_Document text_
Here’s the quick and dirty of the agreement: “I understand and agree that I am individually responsible for my life, my business, and my choices. I am seeking assistance, advice, clarity, and guidance - but the actual results are up to me. I also understand that same day session cancellations are non-refundable and non-transferrable. I agree to be coachable, be open to change, take action, and hold myself in integrity. By paying for the session, I have agreed to these terms.”


ease mastermind Agreement

Entered into and effective as of the date of purchase.
Kaitlyn Kessler LLC known as "Coach”,
Client known as "Client"
Collectively, all of the above people or businesses entering this Agreement will be referred to as the "Parties".

PURPOSE:

Client wishes to hire Coach to provide services relating to Client’s coaching needs, as detailed in this Agreement. Coach has agreed to provide such services according to the terms of this Agreement.

By purchasing the Services, Client agrees to the following terms of this Agreement.


TERMS

I. SERVICES & PAYMENT

Package: Client chooses Coach’s Secure Program

Services: Coach shall provide Client with the following services on a one-time basis (“Services”):

  • Access to Secure Program (released in November 2022)


Cost:
The total cost ("Total Cost") for all Services is $555. Pre-Sale price is $222.

Collections: Coach reserves the right to collect any and all monies owed from Client by whatever means Coach deems necessary. Client shall pay for any costs Coach incurs to collect such costs, including reasonable attorney’s fees and collection agency costs.

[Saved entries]

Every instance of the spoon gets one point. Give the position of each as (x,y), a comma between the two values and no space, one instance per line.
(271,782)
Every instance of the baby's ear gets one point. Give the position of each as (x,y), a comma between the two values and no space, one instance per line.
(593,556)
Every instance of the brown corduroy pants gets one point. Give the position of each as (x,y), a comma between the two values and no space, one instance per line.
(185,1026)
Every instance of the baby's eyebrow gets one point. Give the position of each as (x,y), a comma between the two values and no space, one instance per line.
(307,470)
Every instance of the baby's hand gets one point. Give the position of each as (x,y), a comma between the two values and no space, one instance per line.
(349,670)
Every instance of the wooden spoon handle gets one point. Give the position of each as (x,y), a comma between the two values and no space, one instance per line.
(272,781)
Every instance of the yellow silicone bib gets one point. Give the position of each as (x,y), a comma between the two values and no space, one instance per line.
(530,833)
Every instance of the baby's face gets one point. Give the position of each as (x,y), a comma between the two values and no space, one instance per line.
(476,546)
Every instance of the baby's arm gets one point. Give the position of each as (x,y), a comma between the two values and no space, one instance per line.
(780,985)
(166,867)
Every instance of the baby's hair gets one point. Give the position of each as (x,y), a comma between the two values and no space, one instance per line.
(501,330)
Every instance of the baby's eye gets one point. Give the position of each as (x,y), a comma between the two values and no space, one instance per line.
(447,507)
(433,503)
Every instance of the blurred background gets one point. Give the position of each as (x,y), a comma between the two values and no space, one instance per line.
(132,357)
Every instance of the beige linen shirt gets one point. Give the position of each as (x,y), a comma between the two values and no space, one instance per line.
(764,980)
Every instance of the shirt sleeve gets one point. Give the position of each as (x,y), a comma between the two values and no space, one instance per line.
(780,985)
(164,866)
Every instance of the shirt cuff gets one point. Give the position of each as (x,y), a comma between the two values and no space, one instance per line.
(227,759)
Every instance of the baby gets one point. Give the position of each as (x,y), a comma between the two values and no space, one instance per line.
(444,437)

* * *

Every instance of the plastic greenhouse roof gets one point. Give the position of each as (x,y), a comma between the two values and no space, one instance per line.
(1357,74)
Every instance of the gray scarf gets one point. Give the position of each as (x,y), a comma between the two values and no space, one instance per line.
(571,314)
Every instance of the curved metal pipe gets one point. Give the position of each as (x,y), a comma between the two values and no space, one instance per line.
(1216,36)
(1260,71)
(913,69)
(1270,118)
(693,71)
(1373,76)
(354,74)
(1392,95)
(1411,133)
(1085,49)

_What to do_
Pick up the coaching agreement text after its last sentence and keep writing it.

_Solved problem_
Coach’s Requests for Client’s Participation in Services:

  • Please be on time to all appointments. If you will be late, notify Coach in advance. If you will miss an appointment, notify Coach at least 24 hours in advance. Appointments missed without 24 hours notice will only be rescheduled at Coach’s sole discretion.

  • Refunds are at the Coach’s discretion and not guaranteed if you cancel a call or fail to show up.

  • Be honest and participate fully. Recognize that our sessions are a safe place to look at what you really want, and what it will take to make it happen.

  • Make a commitment to the action plans you create, and do what you have agreed to do.

  • Understand that the power of the coaching relationship can only be granted by you, and commit to making the relationship powerful. If you see that the coaching is not working as you desire, communicate and take action to return the power to the relationship.


PROTECTIONS & RELATIONSHIP

Copyright Ownership: In the event that any copyrighted work(s) are created or shared as a result of the Services provided by Parties in accordance with this Agreement, the contributing Party owns all copyrights in any and all work(s) it creates or produces pursuant to federal copyright law (Title 17, Chapter 2, Section 201-02 of the United States Code), whether registered or unregistered. Any and all products, whether tangible or intangible, produced or created in connection with, or in the process of fulfilling this Agreement, are expressly and solely owned by the Party who creates the materials and may be used in the reasonable course of each Party's business going forward. For example, if Coach shares a spreadsheet that Client utilizes, Client may not share, distribute, sell, or otherwise enjoy the privileges of said spreadsheet and copyrighted material contained within the spreadsheet.

Trademark Ownership: Any and all trademarks, whether registered or unregistered, remain the property of the contributing Party.

Permitted Uses of Material(s): Coach grants to Client a non-exclusive license of product(s) produced with and for Client for personal use only so long as Client provides Coach with attribution reasonably visible on primary or related course materials or marketing collateral. In no event is Client allowed to share Coach’s materials with any third party without Coach’s express prior written permission.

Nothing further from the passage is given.